#### EXCERPT
########################################
The European Council and the European Parliament struck a deal designed to improve patients’ access to medicines and build the competitiveness of Europe’s life sciences sector.

“We are strengthening incentives for priority antibiotics, reducing red tape for the life science industry, and safeguarding the availability of essential medicines,” said Sophie Løhde, Danish Minister for the Interior and Health, in a statement.

Proposed by the European Commission in 2023, the overhaul aims to foster innovation across member states and reinforce the security of medicine supply chains.

A EU senior official told reporters that the deal is a “generational reform” and a timely step to give Europe a modern regulatory framework, better fit for modern processes and innovation.

“Measures improving access to medicines, whilst incentivizing areas of unmet medical needs, are crucial parts of this reform,” Tiemo Wölken, negotiator from the Parliament and Member of the Socialist and Democrats Party said.

The agreed rules set a baseline of eight years of data protection for manufacturers, higher than the six years in the Commission proposal. They also introduce one additional year of market exclusivity – during which generics and biosimilars cannot be sold – once a product receives marketing authorization in the EU.

Companies can obtain up to three extra years of protection if they meet specific conditions: developing a medicine that addresses an unmet medical need, offers a significant clinical benefit over existing therapies, or contains a new active substance with trials conducted across several EU countries.

Altogether, companies may benefit from a capped 11 years of market protection under certain conditions.

“Europe cannot afford to prolong monopolies while asking too little in return from industry,” said Jaime Manzano from Salud por Derecho, a Spanish nonprofit working on health.

The NGO European Cancer Leagues (ECL) argues that “EU negotiators ultimately maintained the status quo” with the agreed data protection times.

“Treating cancer is impossible without timely access to safe and effective medicines. The Pharma Package is an important milestone to finally give patients across Europe fair access to the vital drugs they desperately need, but it does not close all the gaps to further reduce costs,” said Toma Mikalauskaite, policy lead at the ECL.

Addressing unmet needs

While patient groups warn that protections remain too high, lawmakers say the package also creates fresh incentives for critically needed drugs.

“We need new, innovative therapies for unmet medical needs, for conditions currently without treatment, rare diseases, pediatric medicines, new antibiotics,” Adam Jarubas, negotiator from the Parliament and member of the European People’s Party, said.

The development of new antibiotics offers another route to extended market protection. Under a new “AMR voucher” system, manufacturers producing antibiotics to combat antimicrobial resistance can receive an additional year of patent protection.

The 12-month extension may be used once and applied to either the antimicrobial or another authorized medicine developed by the company—excluding “blockbuster” drugs with annual gross sales exceeding €490 million in the previous four years.

Seeking to improve access to medicines, the deal also envisions an exemption to allow generics and biosimilar medicinal products to enter the market: the “Bolar exemption”.

This provision lets generic and biosimilar manufacturers run studies and prepare regulatory files on a patented medicine without being sued for patent infringement, as long as they are only preparing for approval and not yet selling the product.
########################################
#### DATA EXTRACT
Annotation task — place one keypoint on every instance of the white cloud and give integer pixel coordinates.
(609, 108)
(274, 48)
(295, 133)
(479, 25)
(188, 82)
########################################
#### WORK INSTRUCTION 1
According to the pharmaceutical reform article, how many years of baseline data protection do the agreed rules give manufacturers?
#### WORK INSTRUCTION 2
Repeat the part of the pharmaceutical reform article between "The development of" and "previous four years.", inclusive.
The records have no connection to the pharmaceutical reform article.

#### EXERCISE RESULT 1
Eight years.

#### EXERCISE RESULT 2
The development of new antibiotics offers another route to extended market protection. Under a new “AMR voucher” system, manufacturers producing antibiotics to combat antimicrobial resistance can receive an additional year of patent protection.

The 12-month extension may be used once and applied to either the antimicrobial or another authorized medicine developed by the company—excluding “blockbuster” drugs with annual gross sales exceeding €490 million in the previous four years.